TEXT TO READ —
Starting point is 00:11:52 Hey, we messed up, but we try to give it a positive spin. And I don't think that's necessarily a bad thing about trying to give it a positive spin as long as you're still honest in the end and say it's genuine it's genuine exactly yeah and big shout out to her you know our friend James Polly he was he was always leading the vanguard of destroying people who'd be like oh yeah our site was so popular our advertising was so popular our site went down he would like flip on that you know he just go apeshit over that.
Starting point is 00:12:27 But the other thing I think you mentioned, which is really, really important, is one thing, just even you being on the show, Andy and I doing the show, all the guests, all the talks people do, is the IT community is so keen on sharing information and putting stuff out there to help others. Whether it's lessons learned, ways we had success, ways we learned from our failures, and the specific way you're talking about when you're talking about increasing your credibility.
Starting point is 00:12:54 So long as you got yourself covered legally, right? Because that's always the public post is, the legal part's always going to be a big thing because there's people waiting to find, you know, find one little door to put their foot in to sue a company. But as long as you can cover that by additionally putting as much information and explanation of what happened, how it was figured out, how it was remediated, you're then sharing with the community once again for this really pretty embarrassing incident. That, hey, we're
Starting point is 00:13:26 this big company or whatever, and we fell down, but we're going to share it all. So not only did you fix the problem, get it back up and running, but you gave back to the community as a result, which is just going to turn it into such a positive for everybody. And there's no, except for the legal side, there's no good reason to not do that because it's just going to increase your credibility. Whether you're looking at company reputation or even big picture of recruiting, people are going to look at that company and be like, hey, that was really cool. I think next time I'm on the market, I might check that company out. I can't see a net bad about it, as you say,
Starting point is 00:14:04 especially the way our industry works. And I think there are very tangible good things that come out of it as well. For example, if I'm picking up a new tool or a new SaaS service to use, and it's going to be part of my critical production systems, I search for other people's incident reports that mention that particular product, because that gives you insight into the ways it fails and the way it works. That's very hard to get out of manuals. So you can get that information, you know, pitfalls to avoid good and bad ways to use particular tools and products. So that's directly valuable, particularly in a world where, you know,
Starting point is 00:14:51 software is converging on using, I think, a smaller and smaller number of fairly popular products and services and open source projects over the years. I mean, look at the standardization on things like Kubernetes, for example, and that's a community that's been very, very open about incidents and patterns that are evolving. And then that information can make itself into the product. The product can become hardened against frequently seen failure modes. It can make its way into training and really tangibly actually
Starting point is 00:15:21 sort of elevate all of us as a community. You know, the key thing you said there too that struck me is when you're reading the details of it you understand how it was used or misused or whatever that just goes back to a direct correlation to the idea of reading product reviews as opposed to just looking at the stars you know or if you're taking a go on on a vacation and you take, oh, I got one star. Why? Oh, because I didn't like the way they made my bed. Okay, that's a dumb one star review. I'm going to ignore that one. As opposed to I went in and the sheets were soiled when I checked in. Okay, that's legitimate. Or someone talking about a product that,
Starting point is 00:16:10 I bought a lighter and I tried to burn down the building next to me and it didn't light a big enough fire. All right, well, that's not quite what you'd want to use to start a fire like that. So maybe you bought the wrong product to begin with. So just the point being, I think context is key and that's what you were really getting at it's like what was the context of those uses and when people have a bad experience or a good experience what's the context of that because that may or may not apply to what your plans are and that's going to give you that
Starting point is 00:16:38 additional information in that and then the company obviously as you said can turn around and be like hey actually we do want to fit into that context. Let's take that feedback and work with it. That's a really, really great point. Yeah, rambling now, as I do. If podcasts aren't for rambling, then what are podcasts? Oh, sorry, go on. I was going to say, just an observation about context. I think you're exactly right.

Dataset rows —
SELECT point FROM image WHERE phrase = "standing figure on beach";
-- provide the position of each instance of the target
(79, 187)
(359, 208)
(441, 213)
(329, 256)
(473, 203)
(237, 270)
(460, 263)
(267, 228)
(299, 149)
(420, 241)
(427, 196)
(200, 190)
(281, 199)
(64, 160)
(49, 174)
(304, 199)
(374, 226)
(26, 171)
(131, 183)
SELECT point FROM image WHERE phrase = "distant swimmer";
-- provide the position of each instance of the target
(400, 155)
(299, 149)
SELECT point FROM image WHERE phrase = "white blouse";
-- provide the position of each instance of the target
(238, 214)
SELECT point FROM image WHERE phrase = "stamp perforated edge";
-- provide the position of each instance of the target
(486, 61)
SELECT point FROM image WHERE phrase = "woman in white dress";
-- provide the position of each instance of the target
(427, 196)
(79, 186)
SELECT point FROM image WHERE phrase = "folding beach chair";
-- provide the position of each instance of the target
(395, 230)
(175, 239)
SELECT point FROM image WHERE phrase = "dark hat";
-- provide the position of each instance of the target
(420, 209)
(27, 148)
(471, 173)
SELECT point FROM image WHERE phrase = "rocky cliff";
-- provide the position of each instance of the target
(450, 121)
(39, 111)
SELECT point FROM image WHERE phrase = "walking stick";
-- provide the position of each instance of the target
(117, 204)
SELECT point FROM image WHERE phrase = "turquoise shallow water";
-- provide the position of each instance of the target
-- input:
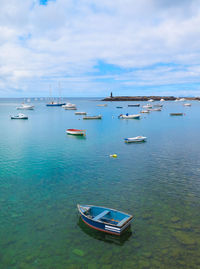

TO-DO LIST —
1. From the podcast transcript on sharing incident reports, list the things a public post should explain in addition to covering the legal side, according to the speaker who mentions being sued.
2. Transcribe the podcast transcript on sharing incident reports word for word, starting at "Starting point is 00:12:27" and ending at "increasing your credibility.".
3. Pick up the podcast transcript on sharing incident reports after its last sentence and continue it.
These records are separate from the podcast transcript on sharing incident reports.

ANSWERS TO THE EXERCISE —
1.
- What happened
- How it was figured out
- How it was remediated

2.
Starting point is 00:12:27 But the other thing I think you mentioned, which is really, really important, is one thing, just even you being on the show, Andy and I doing the show, all the guests, all the talks people do, is the IT community is so keen on sharing information and putting stuff out there to help others. Whether it's lessons learned, ways we had success, ways we learned from our failures, and the specific way you're talking about when you're talking about increasing your credibility.

3.
Starting point is 00:17:06 And that's something that we can get really richly from a good incident write-up. You know, a lot of context, you know, for as long as I can go back and think of, we've had public bug reports and things like that on open source products. But a well-written incident review gives you a lot more of the story, you know,
Starting point is 00:17:24 not just, you know, we did this and we saw this bug, but, you know, what's the architecture? Why are you using it in this way? And what changed to sort of trigger a problem? You know, it's much richer than the need to forget. Laura, speaking about good incident reports, are you aware of any templates, any best practices? Is there anything out there?
Starting point is 00:17:49 Because I assume maybe some of our listeners, they would like to start with this, especially in their company, kind of start first internal, then maybe public incident reviews. Is there any place to get some guidance around it? There absolutely are many places to get guidance. I don't agree with them all, actually, weirdly enough. So a really good one is this company called Jelly.io, and they have a really good guide called the Howie Incident Review Guide, so H-O-W-I-E. And that won't lead you wrong.
Starting point is 00:18:22 That one's pretty good. I think a lot of people and this is I gave a talk at SREcon 2022 just about this topic. I think when a lot of people sit down to write an incident report, they tend to sit down with a very, very detailed template. So you'll get standard incident review templates that will have a lot of it's like a big form. You've got a big document and you'll have, you know, start time of impact, end time of impact. What was the impact? Executive summary, you know, root cause.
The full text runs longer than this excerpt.